## Task statement
Please write out exactly the lines of the data below from the line holding "Query: green grass" through the line holding "[[507, 302]]", and leave out the rest.

--------------------------------

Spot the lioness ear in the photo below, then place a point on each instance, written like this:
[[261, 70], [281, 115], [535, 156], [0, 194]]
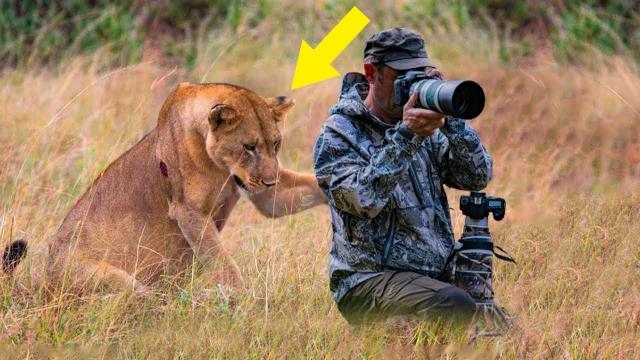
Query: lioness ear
[[280, 105], [222, 115]]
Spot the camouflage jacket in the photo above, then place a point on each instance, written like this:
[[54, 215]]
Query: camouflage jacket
[[385, 189]]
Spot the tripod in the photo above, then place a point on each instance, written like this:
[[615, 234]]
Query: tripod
[[473, 255]]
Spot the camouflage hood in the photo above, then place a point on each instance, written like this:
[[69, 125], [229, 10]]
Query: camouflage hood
[[351, 100]]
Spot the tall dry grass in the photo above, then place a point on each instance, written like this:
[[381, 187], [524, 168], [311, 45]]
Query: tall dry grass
[[564, 140]]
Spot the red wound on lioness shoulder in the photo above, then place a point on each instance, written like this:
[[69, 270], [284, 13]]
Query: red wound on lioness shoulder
[[163, 169]]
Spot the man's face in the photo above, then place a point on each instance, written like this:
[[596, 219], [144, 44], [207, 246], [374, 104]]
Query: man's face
[[381, 88]]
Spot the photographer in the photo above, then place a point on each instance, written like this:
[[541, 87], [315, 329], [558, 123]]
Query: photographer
[[383, 167]]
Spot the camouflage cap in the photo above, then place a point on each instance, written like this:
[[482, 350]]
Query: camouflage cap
[[398, 48]]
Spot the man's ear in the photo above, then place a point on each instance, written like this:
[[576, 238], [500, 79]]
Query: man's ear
[[369, 73], [223, 116], [280, 105]]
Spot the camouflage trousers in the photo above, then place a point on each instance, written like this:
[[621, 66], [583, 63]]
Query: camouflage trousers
[[407, 295]]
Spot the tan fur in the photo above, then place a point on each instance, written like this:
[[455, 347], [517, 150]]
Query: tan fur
[[134, 224]]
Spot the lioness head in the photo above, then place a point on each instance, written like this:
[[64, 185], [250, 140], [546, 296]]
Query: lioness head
[[244, 137]]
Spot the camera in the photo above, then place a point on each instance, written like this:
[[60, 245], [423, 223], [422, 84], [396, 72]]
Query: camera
[[478, 206], [458, 98]]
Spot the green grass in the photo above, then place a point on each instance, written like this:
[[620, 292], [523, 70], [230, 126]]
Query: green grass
[[564, 141]]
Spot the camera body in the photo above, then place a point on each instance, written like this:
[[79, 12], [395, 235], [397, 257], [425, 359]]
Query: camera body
[[478, 206], [458, 98]]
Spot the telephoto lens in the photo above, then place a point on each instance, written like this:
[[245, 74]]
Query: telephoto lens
[[462, 99], [459, 98]]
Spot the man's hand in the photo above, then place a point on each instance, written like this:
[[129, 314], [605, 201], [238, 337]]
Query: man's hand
[[423, 122]]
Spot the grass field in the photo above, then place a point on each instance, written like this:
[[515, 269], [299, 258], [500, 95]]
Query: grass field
[[564, 139]]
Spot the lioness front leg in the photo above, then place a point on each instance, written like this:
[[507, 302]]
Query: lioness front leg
[[203, 237], [292, 193]]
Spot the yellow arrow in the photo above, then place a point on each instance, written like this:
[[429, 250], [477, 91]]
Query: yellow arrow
[[314, 65]]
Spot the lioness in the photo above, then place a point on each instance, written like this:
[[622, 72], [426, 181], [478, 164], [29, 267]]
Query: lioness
[[165, 201]]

--------------------------------

## Answer space
Query: green grass
[[564, 141]]
Spot the camera body in the photo above, then place a point on each instance, written like this:
[[79, 12], [395, 235], [397, 257], [425, 359]]
Query: camera body
[[478, 206], [458, 98]]
Spot the telephoto lens in the photo above, then place a point on each instance, written like this:
[[245, 74]]
Query: telephoto lens
[[462, 99], [459, 98]]
Spot the man's hand in the photo above, then place a point on each instance, written like this:
[[129, 314], [605, 201], [238, 337]]
Query: man's hand
[[423, 122]]
Spot the grass field in the photo above, then place a point on each instance, written like this:
[[515, 269], [299, 258], [500, 95]]
Query: grass field
[[564, 139]]
Spot the lioness front leg in the photo above, then place a point on each instance, written like this:
[[507, 302]]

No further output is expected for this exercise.